- What you are asked to do
Every line from the one with "Task: Tag the arched" to the end of the data needs to be copied exactly, and no line before it.

*** Listed records

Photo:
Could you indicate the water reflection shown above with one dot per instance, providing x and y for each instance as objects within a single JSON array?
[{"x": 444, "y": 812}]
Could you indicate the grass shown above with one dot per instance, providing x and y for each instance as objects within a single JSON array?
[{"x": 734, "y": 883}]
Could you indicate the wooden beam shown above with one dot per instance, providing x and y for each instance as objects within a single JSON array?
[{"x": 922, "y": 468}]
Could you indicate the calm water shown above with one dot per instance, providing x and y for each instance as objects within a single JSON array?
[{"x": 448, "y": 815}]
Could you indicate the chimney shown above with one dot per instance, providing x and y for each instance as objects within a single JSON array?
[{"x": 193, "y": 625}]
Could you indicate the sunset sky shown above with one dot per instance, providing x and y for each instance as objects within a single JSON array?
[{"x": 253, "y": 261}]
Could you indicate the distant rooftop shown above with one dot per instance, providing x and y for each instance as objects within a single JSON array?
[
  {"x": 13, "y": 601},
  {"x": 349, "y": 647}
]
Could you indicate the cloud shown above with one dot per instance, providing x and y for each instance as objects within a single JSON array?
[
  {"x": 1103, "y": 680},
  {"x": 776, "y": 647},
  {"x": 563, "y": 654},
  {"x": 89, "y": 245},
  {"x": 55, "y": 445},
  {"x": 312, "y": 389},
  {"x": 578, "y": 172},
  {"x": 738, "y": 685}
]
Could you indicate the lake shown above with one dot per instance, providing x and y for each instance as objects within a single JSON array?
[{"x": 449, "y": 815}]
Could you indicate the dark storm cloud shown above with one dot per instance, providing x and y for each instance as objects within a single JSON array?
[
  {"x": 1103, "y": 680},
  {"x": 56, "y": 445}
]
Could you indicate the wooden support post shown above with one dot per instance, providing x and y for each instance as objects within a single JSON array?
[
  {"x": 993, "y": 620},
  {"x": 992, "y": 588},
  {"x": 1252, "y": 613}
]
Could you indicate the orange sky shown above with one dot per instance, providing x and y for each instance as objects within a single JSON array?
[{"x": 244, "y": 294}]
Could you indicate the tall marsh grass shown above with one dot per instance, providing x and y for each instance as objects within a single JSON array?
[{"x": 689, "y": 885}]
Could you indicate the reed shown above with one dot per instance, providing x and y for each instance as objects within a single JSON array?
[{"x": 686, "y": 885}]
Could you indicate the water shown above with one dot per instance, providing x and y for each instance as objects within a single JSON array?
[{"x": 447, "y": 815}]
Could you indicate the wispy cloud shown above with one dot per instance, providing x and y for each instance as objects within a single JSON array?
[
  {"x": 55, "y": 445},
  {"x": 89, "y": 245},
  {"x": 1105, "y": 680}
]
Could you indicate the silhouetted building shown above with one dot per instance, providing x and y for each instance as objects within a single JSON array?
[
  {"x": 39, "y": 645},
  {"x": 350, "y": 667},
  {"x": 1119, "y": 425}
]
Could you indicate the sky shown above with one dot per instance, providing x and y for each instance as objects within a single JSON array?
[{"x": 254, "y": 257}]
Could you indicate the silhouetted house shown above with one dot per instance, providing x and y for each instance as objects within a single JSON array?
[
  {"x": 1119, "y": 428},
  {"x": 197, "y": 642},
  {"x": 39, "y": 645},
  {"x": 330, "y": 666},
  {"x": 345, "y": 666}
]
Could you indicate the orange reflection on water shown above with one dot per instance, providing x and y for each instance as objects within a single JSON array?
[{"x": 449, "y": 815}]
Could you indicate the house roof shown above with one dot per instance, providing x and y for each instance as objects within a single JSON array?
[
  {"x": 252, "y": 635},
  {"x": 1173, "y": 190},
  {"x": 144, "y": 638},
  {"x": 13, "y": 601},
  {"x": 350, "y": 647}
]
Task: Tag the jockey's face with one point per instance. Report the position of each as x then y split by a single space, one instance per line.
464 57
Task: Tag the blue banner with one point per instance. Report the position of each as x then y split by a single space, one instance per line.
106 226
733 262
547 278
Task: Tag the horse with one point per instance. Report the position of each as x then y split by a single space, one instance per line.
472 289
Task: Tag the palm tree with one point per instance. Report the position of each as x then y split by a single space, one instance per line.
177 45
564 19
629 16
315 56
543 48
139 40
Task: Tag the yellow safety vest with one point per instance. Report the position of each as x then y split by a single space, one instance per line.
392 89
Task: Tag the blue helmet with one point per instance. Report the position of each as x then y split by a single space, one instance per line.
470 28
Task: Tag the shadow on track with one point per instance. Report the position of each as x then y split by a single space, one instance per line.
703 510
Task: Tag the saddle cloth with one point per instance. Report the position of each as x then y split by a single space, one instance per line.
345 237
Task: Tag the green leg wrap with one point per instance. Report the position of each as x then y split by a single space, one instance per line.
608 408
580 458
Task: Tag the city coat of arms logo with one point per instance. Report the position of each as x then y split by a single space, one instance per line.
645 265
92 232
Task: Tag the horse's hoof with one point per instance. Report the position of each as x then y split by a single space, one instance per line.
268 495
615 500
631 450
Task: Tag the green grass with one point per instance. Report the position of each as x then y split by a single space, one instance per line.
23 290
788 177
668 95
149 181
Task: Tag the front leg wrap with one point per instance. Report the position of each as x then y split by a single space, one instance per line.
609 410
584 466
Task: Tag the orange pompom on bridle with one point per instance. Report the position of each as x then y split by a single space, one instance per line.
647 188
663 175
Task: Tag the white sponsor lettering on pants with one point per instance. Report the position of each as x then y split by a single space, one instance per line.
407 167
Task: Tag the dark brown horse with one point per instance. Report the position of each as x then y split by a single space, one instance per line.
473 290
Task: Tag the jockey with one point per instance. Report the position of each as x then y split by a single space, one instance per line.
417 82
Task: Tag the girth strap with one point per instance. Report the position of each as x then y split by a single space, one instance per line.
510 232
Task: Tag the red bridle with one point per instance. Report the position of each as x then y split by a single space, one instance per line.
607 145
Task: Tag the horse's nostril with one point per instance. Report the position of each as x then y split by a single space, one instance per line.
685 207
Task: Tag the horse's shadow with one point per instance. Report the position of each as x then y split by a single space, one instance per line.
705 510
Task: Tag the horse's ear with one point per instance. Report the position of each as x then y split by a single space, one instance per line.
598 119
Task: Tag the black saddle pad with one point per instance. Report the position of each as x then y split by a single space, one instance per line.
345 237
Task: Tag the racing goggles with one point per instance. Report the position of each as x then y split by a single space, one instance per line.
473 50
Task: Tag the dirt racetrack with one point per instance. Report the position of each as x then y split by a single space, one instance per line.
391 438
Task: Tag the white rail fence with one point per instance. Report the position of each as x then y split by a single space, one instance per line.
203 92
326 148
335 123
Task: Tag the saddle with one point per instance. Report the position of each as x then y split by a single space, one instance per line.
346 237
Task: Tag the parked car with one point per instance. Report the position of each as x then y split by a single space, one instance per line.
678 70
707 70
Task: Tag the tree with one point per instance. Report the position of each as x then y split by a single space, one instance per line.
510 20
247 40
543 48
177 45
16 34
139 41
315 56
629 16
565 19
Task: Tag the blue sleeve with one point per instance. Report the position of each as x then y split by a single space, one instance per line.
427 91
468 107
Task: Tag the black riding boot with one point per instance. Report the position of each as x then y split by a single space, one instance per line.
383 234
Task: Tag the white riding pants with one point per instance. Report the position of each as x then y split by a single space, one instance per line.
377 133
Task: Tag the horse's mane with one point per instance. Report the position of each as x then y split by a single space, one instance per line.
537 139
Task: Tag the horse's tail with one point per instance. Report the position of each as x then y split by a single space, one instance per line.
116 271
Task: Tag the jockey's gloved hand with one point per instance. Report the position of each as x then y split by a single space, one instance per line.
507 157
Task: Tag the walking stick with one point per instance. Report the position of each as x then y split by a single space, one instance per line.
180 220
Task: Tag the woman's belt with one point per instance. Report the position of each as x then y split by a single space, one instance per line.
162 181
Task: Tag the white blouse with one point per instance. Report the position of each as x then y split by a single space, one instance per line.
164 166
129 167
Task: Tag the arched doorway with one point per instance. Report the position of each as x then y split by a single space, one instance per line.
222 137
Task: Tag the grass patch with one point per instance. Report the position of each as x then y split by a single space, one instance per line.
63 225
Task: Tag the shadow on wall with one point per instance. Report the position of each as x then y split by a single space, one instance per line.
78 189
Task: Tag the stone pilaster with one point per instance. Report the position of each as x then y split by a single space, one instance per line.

******

- Finished task
Task: Tag the arched doorway with one point per instance. Report the position of each as x then y split by a single space, one instance per line.
222 137
Task: Tag the grass patch with one point per instance. Report the position of each as x then y split by a single space, one instance per line.
63 225
Task: Tag the shadow on wall with one point per instance. Report the position of each as x then y split by a single space, one instance per line.
78 189
Task: Tag the stone pilaster with one point per instance. Report the position of each as x then y split by a single space, one instance per line.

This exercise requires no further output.